## [GOAL OF THE EXERCISE]
From the line containing "Roster-mapping task: tag the flower" down to the last line of the records below, copy every line exactly. Leave out everything before it.

Entries taken from a collection:
⁂

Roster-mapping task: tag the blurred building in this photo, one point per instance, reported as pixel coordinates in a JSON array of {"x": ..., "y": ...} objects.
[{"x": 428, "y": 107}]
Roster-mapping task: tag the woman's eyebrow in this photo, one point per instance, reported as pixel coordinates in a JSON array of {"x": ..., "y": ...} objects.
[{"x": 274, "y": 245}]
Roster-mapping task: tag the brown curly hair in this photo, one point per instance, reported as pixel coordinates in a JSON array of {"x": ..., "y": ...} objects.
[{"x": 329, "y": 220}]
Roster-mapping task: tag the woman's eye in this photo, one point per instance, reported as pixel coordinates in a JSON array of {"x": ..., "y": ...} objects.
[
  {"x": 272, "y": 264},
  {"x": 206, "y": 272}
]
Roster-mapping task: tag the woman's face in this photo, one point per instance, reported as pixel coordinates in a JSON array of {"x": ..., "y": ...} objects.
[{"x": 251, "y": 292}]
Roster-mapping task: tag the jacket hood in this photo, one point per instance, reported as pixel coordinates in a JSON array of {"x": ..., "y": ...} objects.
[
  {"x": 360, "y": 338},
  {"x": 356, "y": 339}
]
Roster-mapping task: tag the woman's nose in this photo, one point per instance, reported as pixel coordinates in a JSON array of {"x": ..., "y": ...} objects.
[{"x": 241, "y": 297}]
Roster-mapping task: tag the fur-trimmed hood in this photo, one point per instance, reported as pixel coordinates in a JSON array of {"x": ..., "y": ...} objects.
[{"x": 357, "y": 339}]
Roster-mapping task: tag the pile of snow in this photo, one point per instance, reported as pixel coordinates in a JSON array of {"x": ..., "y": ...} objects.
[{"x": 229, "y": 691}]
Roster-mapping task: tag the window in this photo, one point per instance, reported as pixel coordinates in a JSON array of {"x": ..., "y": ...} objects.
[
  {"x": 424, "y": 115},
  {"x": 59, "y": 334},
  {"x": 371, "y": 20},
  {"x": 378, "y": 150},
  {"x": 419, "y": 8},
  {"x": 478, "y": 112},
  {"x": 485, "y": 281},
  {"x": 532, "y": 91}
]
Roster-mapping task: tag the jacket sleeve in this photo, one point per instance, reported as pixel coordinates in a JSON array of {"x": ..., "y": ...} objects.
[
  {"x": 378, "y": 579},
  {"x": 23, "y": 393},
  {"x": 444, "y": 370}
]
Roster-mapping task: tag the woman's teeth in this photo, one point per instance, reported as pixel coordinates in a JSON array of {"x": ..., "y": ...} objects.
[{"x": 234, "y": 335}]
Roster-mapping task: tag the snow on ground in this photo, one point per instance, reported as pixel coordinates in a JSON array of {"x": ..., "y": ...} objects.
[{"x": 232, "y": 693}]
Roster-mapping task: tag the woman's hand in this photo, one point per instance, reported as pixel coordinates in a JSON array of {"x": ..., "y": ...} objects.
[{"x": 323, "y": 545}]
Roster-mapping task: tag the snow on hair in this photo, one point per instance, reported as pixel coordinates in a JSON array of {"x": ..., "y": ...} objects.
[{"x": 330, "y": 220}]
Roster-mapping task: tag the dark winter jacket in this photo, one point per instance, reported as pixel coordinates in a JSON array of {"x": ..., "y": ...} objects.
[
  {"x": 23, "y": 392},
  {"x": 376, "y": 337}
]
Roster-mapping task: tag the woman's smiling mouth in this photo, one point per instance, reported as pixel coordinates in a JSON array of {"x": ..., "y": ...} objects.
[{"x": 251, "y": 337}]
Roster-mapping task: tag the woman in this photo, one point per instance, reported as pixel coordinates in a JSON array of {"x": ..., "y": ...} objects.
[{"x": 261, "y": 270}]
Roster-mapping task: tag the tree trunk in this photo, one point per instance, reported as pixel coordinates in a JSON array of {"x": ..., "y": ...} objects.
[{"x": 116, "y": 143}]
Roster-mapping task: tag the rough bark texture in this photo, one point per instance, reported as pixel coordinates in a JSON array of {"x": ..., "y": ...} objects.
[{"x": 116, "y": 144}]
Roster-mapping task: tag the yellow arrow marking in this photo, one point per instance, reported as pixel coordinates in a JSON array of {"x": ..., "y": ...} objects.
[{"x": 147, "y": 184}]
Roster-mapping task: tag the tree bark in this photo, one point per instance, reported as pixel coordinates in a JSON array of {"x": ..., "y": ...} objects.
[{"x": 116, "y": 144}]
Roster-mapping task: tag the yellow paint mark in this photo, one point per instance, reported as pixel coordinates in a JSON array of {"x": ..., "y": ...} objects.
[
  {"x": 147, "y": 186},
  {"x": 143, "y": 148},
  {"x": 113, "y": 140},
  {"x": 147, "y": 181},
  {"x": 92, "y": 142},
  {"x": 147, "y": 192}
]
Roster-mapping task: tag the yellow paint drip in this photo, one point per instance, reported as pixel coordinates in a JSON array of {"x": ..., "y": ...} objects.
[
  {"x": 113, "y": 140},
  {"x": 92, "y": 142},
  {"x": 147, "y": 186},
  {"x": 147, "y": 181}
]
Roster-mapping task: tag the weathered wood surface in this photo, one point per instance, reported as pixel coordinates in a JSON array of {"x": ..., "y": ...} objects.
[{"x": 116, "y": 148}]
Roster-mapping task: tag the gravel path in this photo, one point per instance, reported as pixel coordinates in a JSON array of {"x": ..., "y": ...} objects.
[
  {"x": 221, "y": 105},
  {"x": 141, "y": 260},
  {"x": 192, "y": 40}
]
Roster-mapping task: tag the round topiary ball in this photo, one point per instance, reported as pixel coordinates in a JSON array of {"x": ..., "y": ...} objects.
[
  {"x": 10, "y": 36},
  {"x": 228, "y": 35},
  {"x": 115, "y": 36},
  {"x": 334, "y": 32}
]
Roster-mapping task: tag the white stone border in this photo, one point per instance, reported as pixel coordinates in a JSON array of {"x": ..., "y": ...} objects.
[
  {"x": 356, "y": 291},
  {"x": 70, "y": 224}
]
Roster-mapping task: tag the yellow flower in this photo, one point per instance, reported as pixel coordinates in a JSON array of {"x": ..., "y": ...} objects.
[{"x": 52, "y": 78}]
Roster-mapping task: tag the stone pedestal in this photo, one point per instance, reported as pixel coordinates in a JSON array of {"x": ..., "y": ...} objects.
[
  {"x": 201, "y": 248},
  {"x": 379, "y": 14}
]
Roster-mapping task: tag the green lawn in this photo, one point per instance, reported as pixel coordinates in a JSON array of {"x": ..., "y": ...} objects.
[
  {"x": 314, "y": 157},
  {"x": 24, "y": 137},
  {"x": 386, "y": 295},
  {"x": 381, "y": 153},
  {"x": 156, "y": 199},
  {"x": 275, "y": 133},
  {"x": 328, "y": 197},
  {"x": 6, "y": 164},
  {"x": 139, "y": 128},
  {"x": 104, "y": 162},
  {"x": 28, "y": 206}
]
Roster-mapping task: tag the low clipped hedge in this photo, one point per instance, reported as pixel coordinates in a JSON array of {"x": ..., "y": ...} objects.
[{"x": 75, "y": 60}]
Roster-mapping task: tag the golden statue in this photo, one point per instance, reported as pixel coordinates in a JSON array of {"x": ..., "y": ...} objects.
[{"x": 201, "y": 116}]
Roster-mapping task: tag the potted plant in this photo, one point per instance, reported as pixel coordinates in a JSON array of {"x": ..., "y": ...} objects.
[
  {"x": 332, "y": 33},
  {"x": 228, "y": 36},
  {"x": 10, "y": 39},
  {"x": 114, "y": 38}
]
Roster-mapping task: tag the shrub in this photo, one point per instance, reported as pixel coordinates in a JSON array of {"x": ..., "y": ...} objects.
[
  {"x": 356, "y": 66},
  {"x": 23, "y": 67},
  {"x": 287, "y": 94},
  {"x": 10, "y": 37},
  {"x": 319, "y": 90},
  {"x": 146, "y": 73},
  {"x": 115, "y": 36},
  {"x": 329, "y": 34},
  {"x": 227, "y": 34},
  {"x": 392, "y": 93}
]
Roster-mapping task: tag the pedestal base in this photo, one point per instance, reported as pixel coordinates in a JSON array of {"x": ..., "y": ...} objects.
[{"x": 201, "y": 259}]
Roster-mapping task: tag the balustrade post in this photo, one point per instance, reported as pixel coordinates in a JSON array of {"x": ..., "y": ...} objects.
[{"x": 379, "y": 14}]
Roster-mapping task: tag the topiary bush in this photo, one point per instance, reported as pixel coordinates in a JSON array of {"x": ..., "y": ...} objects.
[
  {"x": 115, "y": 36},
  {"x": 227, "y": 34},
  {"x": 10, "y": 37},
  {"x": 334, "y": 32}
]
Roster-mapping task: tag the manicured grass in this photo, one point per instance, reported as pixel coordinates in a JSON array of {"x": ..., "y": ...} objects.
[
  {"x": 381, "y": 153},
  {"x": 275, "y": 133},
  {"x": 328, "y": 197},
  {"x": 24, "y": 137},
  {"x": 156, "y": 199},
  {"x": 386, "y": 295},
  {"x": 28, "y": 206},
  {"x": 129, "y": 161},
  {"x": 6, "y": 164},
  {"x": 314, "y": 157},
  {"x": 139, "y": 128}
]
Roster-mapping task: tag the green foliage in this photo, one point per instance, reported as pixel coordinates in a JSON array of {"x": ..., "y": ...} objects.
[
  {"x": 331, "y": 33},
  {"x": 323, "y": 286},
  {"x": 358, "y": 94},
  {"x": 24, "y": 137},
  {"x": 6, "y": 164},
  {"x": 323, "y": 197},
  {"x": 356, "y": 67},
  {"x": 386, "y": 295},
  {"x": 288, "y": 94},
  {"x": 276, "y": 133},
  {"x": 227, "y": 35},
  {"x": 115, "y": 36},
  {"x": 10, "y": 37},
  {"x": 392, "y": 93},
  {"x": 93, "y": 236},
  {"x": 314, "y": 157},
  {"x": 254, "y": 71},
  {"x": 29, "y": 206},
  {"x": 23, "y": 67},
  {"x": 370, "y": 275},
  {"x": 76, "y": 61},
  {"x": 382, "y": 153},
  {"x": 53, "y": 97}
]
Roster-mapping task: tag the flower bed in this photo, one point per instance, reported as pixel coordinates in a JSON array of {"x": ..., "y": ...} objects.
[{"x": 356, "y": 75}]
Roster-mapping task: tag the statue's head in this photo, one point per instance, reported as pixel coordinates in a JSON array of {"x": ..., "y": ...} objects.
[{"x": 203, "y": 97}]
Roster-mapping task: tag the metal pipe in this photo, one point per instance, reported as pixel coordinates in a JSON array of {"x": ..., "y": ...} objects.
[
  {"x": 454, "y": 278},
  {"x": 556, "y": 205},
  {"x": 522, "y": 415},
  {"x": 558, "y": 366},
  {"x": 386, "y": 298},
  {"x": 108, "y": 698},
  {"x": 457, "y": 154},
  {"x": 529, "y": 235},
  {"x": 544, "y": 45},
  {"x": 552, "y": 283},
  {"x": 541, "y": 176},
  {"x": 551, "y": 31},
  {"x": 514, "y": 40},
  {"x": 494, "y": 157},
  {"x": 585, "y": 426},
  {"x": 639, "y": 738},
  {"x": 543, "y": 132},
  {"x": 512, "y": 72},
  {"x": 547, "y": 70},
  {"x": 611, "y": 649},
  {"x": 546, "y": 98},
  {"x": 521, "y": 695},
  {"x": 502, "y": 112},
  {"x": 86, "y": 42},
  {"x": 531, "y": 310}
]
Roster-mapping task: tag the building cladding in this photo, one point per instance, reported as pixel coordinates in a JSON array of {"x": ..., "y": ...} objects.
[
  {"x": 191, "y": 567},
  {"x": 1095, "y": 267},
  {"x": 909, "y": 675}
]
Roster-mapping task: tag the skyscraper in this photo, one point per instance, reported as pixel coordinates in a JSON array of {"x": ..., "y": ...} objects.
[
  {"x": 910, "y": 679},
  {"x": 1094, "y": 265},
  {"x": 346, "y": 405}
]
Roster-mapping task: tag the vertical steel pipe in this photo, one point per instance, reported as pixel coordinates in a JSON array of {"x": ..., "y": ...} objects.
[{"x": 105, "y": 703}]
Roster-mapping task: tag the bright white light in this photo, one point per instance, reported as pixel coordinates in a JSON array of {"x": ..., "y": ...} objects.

⁂

## [FINAL RESULT]
Roster-mapping task: tag the flower bed in this photo, one point per instance, reported as pixel coordinates in a JSON array of {"x": ..., "y": ...} objects.
[{"x": 356, "y": 75}]
Roster-mapping task: tag the statue's head in this photo, one point per instance, reported as pixel coordinates in a JSON array of {"x": ..., "y": ...} objects.
[{"x": 203, "y": 97}]
Roster-mapping task: tag the metal pipe in this photo, one point per instance, reported as pixel coordinates in a JSON array of {"x": ..., "y": ...} objects.
[
  {"x": 454, "y": 278},
  {"x": 556, "y": 205},
  {"x": 522, "y": 415},
  {"x": 558, "y": 366},
  {"x": 386, "y": 298},
  {"x": 108, "y": 698},
  {"x": 457, "y": 154},
  {"x": 529, "y": 235},
  {"x": 544, "y": 45},
  {"x": 552, "y": 283},
  {"x": 541, "y": 176},
  {"x": 551, "y": 31},
  {"x": 514, "y": 40},
  {"x": 494, "y": 157},
  {"x": 585, "y": 426},
  {"x": 639, "y": 738},
  {"x": 543, "y": 132},
  {"x": 512, "y": 72},
  {"x": 547, "y": 70},
  {"x": 611, "y": 649},
  {"x": 546, "y": 98},
  {"x": 521, "y": 695},
  {"x": 502, "y": 112},
  {"x": 86, "y": 42},
  {"x": 531, "y": 310}
]
Roster-mapping task: tag the building cladding in this photo, one point per instance, reported as pixel coordinates in a JSON array of {"x": ..., "y": ...} objects.
[
  {"x": 191, "y": 567},
  {"x": 1095, "y": 267},
  {"x": 909, "y": 675}
]
Roster-mapping task: tag the skyscraper in this photo, one point per instance, reported as pixel coordinates in a JSON array of {"x": ..., "y": ...} objects.
[
  {"x": 910, "y": 679},
  {"x": 1094, "y": 265},
  {"x": 346, "y": 405}
]
Roster-mapping task: tag the vertical steel pipe in this photo, one point per instance, reported as pixel coordinates in a JSON array of {"x": ..., "y": ...} objects.
[{"x": 105, "y": 703}]
Roster-mapping task: tag the bright white light in this photo, one point per instance, reported as pixel coordinates in a JSON array of {"x": ..., "y": ...} objects.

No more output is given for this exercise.